- _Activity_: Below this sentence is a listing; return exactly its lines from the one with "cloud with a point in the photo above." to the one with "jeans with a point in the photo above.", both kept, and nothing more.

--- START ---

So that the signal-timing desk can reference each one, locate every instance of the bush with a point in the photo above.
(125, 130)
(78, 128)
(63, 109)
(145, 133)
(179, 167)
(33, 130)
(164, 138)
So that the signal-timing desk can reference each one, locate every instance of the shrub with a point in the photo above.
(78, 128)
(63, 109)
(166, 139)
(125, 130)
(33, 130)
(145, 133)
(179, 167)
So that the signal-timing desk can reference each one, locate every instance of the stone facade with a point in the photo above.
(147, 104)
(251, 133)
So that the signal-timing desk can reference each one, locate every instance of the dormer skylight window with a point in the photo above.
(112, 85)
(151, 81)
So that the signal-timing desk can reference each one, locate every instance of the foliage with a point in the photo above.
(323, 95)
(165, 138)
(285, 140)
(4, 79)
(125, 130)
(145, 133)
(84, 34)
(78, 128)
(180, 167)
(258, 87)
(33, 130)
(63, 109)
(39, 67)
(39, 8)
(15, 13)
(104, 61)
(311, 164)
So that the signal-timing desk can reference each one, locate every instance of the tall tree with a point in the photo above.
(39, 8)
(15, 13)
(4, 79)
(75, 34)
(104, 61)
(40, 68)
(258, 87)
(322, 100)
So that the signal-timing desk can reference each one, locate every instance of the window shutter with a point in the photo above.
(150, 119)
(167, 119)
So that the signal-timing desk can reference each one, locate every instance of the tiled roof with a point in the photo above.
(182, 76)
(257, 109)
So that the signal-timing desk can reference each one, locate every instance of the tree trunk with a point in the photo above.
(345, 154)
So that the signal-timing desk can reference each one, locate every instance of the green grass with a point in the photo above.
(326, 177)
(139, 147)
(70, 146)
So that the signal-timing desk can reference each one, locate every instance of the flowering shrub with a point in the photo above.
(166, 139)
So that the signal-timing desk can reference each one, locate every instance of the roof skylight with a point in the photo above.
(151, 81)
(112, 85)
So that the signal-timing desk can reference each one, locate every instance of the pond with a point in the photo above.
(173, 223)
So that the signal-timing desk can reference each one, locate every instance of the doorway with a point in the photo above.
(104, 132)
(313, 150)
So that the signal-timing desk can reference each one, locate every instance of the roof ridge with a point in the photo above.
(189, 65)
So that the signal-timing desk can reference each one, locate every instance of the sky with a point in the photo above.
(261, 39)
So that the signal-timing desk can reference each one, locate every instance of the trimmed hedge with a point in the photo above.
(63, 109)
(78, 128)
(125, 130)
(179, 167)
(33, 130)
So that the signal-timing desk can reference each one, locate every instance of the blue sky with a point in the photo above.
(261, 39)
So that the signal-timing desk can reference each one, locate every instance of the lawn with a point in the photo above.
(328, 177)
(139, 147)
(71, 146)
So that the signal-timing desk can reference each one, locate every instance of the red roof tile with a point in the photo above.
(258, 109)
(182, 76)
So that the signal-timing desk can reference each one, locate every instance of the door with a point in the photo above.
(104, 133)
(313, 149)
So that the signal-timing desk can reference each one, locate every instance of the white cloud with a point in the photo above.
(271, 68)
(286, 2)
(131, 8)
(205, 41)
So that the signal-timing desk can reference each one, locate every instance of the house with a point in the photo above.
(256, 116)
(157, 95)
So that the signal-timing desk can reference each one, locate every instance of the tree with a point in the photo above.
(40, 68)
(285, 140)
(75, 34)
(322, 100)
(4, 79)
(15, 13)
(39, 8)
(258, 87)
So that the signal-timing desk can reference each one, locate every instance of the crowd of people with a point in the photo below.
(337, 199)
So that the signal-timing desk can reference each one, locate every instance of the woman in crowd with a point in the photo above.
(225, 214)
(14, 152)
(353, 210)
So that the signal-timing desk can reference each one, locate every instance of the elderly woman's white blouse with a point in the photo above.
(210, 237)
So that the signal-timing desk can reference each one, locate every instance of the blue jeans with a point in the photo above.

--- END ---
--- START ---

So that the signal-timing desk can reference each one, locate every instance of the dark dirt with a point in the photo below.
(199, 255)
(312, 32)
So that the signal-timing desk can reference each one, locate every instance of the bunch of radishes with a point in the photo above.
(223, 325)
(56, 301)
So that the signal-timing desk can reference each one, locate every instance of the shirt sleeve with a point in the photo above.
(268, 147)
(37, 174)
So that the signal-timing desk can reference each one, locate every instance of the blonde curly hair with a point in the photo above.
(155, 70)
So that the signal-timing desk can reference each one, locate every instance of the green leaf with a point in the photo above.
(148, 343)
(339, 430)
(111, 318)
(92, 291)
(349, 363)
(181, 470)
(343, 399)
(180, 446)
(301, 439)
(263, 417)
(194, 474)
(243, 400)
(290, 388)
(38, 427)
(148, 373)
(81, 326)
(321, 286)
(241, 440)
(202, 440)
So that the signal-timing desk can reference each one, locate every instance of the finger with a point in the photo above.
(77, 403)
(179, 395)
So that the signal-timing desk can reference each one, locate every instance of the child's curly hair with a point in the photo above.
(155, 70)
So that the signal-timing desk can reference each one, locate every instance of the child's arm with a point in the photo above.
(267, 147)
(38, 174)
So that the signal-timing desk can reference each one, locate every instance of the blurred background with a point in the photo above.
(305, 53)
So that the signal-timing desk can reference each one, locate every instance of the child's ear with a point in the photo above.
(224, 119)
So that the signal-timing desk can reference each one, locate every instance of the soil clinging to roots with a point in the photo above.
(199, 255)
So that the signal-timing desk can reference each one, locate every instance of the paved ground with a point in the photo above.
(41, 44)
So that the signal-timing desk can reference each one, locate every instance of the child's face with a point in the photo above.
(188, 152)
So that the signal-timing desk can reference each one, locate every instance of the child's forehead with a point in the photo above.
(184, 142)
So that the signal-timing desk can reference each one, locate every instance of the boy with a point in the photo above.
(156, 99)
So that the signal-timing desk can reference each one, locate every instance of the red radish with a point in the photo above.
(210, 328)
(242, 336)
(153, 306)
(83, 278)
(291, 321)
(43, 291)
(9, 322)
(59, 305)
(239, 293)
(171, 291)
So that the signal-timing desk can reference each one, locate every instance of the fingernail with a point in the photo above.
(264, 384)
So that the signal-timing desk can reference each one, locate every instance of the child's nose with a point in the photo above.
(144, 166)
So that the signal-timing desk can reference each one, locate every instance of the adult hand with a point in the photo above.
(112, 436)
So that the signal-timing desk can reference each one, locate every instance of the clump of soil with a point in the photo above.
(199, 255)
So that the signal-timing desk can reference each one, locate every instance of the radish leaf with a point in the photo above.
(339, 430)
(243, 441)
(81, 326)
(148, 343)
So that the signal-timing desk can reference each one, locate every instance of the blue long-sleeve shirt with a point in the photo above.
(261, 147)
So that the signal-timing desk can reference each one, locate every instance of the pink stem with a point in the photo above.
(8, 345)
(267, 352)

--- END ---

- _Solution for this exercise_:
So that the signal-timing desk can reference each one, locate every instance of the white cloud with a point in the photo above.
(271, 68)
(286, 2)
(131, 8)
(205, 41)
So that the signal-timing desk can reference each one, locate every instance of the house with a point in the photo above.
(256, 116)
(157, 95)
So that the signal-timing desk can reference each one, locate every instance of the tree with a point in the photo above.
(40, 68)
(285, 140)
(75, 34)
(322, 100)
(4, 79)
(15, 13)
(39, 8)
(258, 87)
So that the signal-timing desk can reference each one, locate every instance of the crowd of people with a point in the photo below.
(337, 199)
So that the signal-timing desk can reference each one, locate every instance of the woman in crowd with a point in the photo above.
(225, 214)
(14, 152)
(353, 210)
So that the signal-timing desk can reference each one, locate every instance of the elderly woman's white blouse with a point in the photo above.
(210, 237)
So that the signal-timing desk can reference each one, locate every instance of the blue jeans with a point in the photo above.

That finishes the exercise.